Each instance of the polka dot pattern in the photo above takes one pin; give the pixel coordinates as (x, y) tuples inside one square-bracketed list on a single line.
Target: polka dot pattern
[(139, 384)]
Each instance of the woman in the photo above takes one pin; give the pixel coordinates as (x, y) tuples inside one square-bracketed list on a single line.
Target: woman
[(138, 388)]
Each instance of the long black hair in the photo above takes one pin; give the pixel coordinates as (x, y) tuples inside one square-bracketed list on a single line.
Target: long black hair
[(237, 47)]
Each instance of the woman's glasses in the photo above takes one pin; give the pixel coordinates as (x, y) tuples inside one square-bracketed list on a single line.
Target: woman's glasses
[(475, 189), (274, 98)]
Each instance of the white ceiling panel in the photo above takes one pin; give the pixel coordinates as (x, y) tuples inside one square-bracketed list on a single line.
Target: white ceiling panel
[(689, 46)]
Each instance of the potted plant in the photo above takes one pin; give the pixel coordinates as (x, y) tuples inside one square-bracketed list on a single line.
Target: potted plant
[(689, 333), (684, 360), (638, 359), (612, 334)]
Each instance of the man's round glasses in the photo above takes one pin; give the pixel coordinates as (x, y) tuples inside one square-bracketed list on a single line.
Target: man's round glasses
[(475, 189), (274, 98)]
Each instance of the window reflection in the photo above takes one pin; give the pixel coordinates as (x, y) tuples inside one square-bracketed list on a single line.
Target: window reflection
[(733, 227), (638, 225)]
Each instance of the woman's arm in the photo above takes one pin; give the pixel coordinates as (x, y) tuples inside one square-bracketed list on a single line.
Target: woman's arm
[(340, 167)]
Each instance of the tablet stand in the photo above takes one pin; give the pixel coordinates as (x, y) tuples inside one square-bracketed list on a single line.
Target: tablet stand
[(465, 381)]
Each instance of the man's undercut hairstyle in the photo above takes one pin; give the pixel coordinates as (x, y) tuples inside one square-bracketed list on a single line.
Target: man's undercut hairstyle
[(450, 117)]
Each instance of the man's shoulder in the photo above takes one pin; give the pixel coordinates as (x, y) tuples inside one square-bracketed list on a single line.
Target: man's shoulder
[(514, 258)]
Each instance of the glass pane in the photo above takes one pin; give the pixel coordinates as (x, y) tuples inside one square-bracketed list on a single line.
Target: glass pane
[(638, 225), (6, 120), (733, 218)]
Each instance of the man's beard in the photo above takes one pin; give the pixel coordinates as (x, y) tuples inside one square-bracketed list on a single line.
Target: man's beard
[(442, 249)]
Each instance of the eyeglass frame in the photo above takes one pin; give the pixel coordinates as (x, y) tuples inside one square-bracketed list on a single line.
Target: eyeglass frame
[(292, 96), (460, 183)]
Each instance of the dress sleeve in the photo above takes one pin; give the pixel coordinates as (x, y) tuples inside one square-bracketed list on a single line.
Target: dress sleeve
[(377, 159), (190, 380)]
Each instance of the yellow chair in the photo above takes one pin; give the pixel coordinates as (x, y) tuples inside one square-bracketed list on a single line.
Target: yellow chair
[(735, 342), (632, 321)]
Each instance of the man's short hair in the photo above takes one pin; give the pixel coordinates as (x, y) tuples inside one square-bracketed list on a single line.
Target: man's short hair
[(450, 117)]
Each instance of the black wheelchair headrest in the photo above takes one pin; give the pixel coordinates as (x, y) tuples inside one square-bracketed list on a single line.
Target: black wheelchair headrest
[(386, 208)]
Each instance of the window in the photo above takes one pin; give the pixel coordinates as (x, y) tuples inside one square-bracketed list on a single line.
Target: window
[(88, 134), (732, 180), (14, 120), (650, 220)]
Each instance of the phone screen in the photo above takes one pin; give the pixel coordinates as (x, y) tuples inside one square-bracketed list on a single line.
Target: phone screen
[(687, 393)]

- **Required work**:
Rewrite all of the records above with "takes one pin" replaced by "gets one marker" wherever it occurs, keeping everything else the same.

- **Exercise solution**:
Each instance of the polka dot pattern in the photo above gets one marker; give the pixel coordinates as (x, y) tuples inside one square-bracketed list on a single line.
Target: polka dot pattern
[(139, 384)]
Each instance of the woman in the photo above gets one marker; give the pixel coordinates as (x, y) tuples inside one square-bracketed list on a single line.
Target: woman
[(138, 388)]
Each instance of the long black hair in the photo above gets one marker; give the pixel coordinates as (x, y) tuples inside one square-bracketed list on a single line.
Target: long black hair
[(237, 47)]
Each instance of the woman's glasses in the photo above gets one marker; give the pixel coordinates as (x, y) tuples inside one square-bracketed list on a single line.
Target: woman's glasses
[(475, 189), (274, 98)]
Each instance of the white ceiling panel in the photo above gets one marker; give the pixel coordinates as (x, y) tuples inside one square-bracketed list on a single line.
Target: white ceiling panel
[(689, 46)]
Each instance of the potted plant in the photo above gets one marker; give the pixel coordinates as (x, y) tuples inside one square-bracketed list on a single line.
Target: potted plant
[(689, 333), (684, 360), (638, 359), (612, 334)]
Each instance of the man's round glasses in the photo above gets one marker; give the pixel coordinates as (x, y) tuples inside one square-bracketed list on a single line.
Target: man's round glasses
[(475, 189), (274, 98)]
Each instance of the window reflection in the photo above gets one marker; give the pixel coordinates as (x, y) tuples inside one square-bracketed list on a single line.
Target: window reflection
[(733, 227), (638, 225)]
Each instance of the woman's arm in the photo above gets one marker; give the pixel coordinates as (x, y) tuples inside one square-bracketed list on a single line.
Target: woman's arm
[(340, 167)]
Each instance of the tablet stand in the photo above gets one marker; give the pixel coordinates as (x, y) tuples inside one square-bracketed list on a single line.
Target: tablet stand
[(465, 381)]
Each instance of the man's undercut hairstyle in the photo above gets one marker; give the pixel coordinates as (x, y) tuples inside one square-bracketed list on a single line.
Target: man's undercut hairstyle
[(450, 117)]
Each instance of the man's shoulder in the photo above gets one marker; give the pixel coordinates as (x, y) tuples inside one square-bracketed list on a single line.
Target: man's shoulder
[(514, 258)]
Each instance of the glass pane in the photo above gets one marker; give the pixel coordinates as (x, y) tuples inside one square-bracketed list on a single line.
Target: glass pane
[(638, 225), (6, 120), (733, 218)]
Each instance of the man's beard in the photo above gets one marker; give the pixel coordinates as (x, y) tuples inside one square-bracketed list on a single line.
Target: man's beard
[(442, 249)]
Each instance of the eyeglass frame in the photo above gets one marker; give the pixel coordinates as (x, y) tuples inside one square-bracketed list on a single line.
Target: eyeglass frame
[(292, 96), (460, 183)]
Each instance of the dress sleeve in the photo above gets one marker; give the pixel coordinates as (x, y) tuples inside one square-bracketed list on a single line.
Target: dress sleeve
[(377, 159), (190, 380)]
Each instance of the yellow chair in the photo above gets one marker; give the pixel coordinates as (x, y) tuples inside one square-bracketed list on a single line.
Target: yellow chair
[(735, 342), (632, 321)]
Each instance of the man's short hair in the photo above gets one marker; give the pixel coordinates as (x, y) tuples inside one square-bracketed list on a single line.
Target: man's short hair
[(450, 117)]
Each instance of the black wheelchair headrest in the photo above gets one marker; give the pixel coordinates as (x, y) tuples inside one square-bracketed list on a single line.
Target: black wheelchair headrest
[(386, 208)]
Each instance of the window in the photo above gets one marker; give the pixel coordinates as (x, y) tuples inside one square-bracketed list on a single line.
Target: window
[(88, 134), (732, 180), (14, 120), (650, 220)]
Each instance of the phone screen in the photo above gets one marker; give the pixel coordinates as (x, y) tuples inside one square-bracketed list on a single line.
Target: phone screen
[(687, 393)]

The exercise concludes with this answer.